══ Source records

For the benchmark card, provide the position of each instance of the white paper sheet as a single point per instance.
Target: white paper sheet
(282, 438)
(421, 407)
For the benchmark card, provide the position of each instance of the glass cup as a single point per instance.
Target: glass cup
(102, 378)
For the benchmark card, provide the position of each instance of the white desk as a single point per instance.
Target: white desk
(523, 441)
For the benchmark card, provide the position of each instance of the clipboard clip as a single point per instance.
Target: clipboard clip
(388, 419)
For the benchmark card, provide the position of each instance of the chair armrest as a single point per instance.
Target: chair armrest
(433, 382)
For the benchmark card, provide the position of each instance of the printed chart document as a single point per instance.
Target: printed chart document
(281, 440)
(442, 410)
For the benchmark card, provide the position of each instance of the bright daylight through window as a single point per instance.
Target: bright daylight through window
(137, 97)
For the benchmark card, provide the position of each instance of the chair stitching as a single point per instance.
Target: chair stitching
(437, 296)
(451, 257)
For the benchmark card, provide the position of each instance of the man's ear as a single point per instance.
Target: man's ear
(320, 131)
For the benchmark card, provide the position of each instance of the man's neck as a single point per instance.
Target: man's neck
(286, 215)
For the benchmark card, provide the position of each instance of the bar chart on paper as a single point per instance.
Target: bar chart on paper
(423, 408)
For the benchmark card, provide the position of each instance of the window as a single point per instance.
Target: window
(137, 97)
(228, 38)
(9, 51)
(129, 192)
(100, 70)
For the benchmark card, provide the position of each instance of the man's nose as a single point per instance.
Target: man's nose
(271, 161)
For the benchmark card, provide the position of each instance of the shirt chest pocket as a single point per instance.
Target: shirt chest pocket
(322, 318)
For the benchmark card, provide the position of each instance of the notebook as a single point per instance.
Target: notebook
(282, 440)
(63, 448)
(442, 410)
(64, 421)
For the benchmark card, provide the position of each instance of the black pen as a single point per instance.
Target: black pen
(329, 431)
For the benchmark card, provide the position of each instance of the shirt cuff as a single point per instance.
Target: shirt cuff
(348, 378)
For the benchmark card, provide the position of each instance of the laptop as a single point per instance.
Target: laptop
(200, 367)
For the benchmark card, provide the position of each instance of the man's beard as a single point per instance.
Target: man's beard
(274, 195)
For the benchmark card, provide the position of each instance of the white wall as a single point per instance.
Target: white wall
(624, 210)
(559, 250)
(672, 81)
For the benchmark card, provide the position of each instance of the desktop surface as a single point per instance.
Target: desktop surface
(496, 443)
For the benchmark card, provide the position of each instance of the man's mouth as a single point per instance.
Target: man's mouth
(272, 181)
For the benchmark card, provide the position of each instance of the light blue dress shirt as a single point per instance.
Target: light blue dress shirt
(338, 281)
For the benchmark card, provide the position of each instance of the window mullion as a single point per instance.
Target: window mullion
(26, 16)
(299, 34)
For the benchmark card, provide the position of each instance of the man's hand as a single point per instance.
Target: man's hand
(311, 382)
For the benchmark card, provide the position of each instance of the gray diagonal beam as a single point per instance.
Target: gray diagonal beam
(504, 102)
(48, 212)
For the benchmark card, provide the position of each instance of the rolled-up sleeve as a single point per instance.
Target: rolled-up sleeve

════

| To do |
Write out all of the items above again, swapping "benchmark card" for "evaluation sheet" wherever it occurs and leaving everything else unchanged.

| Finished exercise |
For the evaluation sheet, provide the position of each instance of the white paper sheet as a single point per instance.
Target: white paper sheet
(282, 438)
(421, 407)
For the evaluation sheet, provide the position of each instance of the glass cup as a single point per instance.
Target: glass cup
(102, 378)
For the evaluation sheet, provide the position of each instance of the white desk as a single point per instance.
Target: white desk
(523, 441)
For the evaluation sheet, provide the position of each instance of the clipboard clip as a single point per instance.
Target: clipboard clip
(388, 419)
For the evaluation sheet, provide the position of each instance of the chair armrest as a single point per instance.
Target: chair armrest
(433, 382)
For the evaluation sheet, provide the position of each instance of the printed chart document as a single point per instance.
Target: printed chart document
(281, 440)
(442, 410)
For the evaluation sheet, provide the position of each instance of the bright daylight through window as a single point per instance.
Target: bright daylight through window
(137, 97)
For the evaluation sheet, provide the position of each instance of the chair stitching as a single point per instance.
Target: chair stitching
(437, 296)
(451, 257)
For the evaluation sheet, provide the position of each instance of the man's ear as a single point per instance.
Target: man's ear
(320, 131)
For the evaluation sheet, provide the position of each instance of the man's neck as a single point per instance.
Target: man's neck
(286, 215)
For the evaluation sheet, provide the position of each instance of the bar chart on paper as a single point per instance.
Target: bar chart on paper
(423, 408)
For the evaluation sheet, provide the position of each instance of the window as a single point per instance.
Target: window
(137, 97)
(228, 38)
(9, 51)
(129, 192)
(100, 70)
For the evaluation sheet, provide the position of each instance of the man's nose as a single point per instance.
Target: man's nose
(271, 161)
For the evaluation sheet, provide the position of each instance of the shirt chest pocket as a single point per instance.
Target: shirt chest pocket
(322, 318)
For the evaluation sheet, provide the position of each instance of the notebook as a single point per instance.
Target: notebook
(282, 440)
(63, 448)
(442, 410)
(64, 421)
For the evaluation sheet, provide the position of each instance of the black pen as a single point per instance.
Target: black pen
(329, 431)
For the evaluation sheet, provide the position of each instance of the shirt cuff as a single point per instance.
Target: shirt cuff
(348, 378)
For the evaluation sheet, provide the position of each instance of the laptop as a single point per instance.
Target: laptop
(200, 367)
For the evaluation sheet, provide the position of each instance of the man's beard as a single point per instance.
Target: man's beard
(274, 195)
For the evaluation sheet, provide the position of each instance of the white wall as a single point per instance.
Target: white wall
(624, 210)
(559, 250)
(672, 81)
For the evaluation sheet, provide the position of each instance of the desktop surface as a single point per instance.
Target: desktop surface
(496, 443)
For the evaluation sheet, provide the position of each instance of the man's mouth as a single point per instance.
Target: man's mouth
(272, 181)
For the evaluation sheet, provide the position of each instance of the light blue dress shirt as a single point per instance.
Target: light blue dress shirt
(338, 281)
For the evaluation sheet, provide the position of each instance of the window mullion as a single point per instance.
Target: window mullion
(26, 16)
(299, 34)
For the evaluation sheet, provide the position of each instance of the man's hand as a single point per instance.
Target: man's hand
(311, 382)
For the evaluation sheet, provide the position of each instance of the gray diagonal beam as a single point per instance.
Target: gray diagonal beam
(504, 102)
(48, 212)
For the evaluation sheet, provide the position of each instance of the rolled-up sleeve as a single point per instance.
Target: rolled-up sleeve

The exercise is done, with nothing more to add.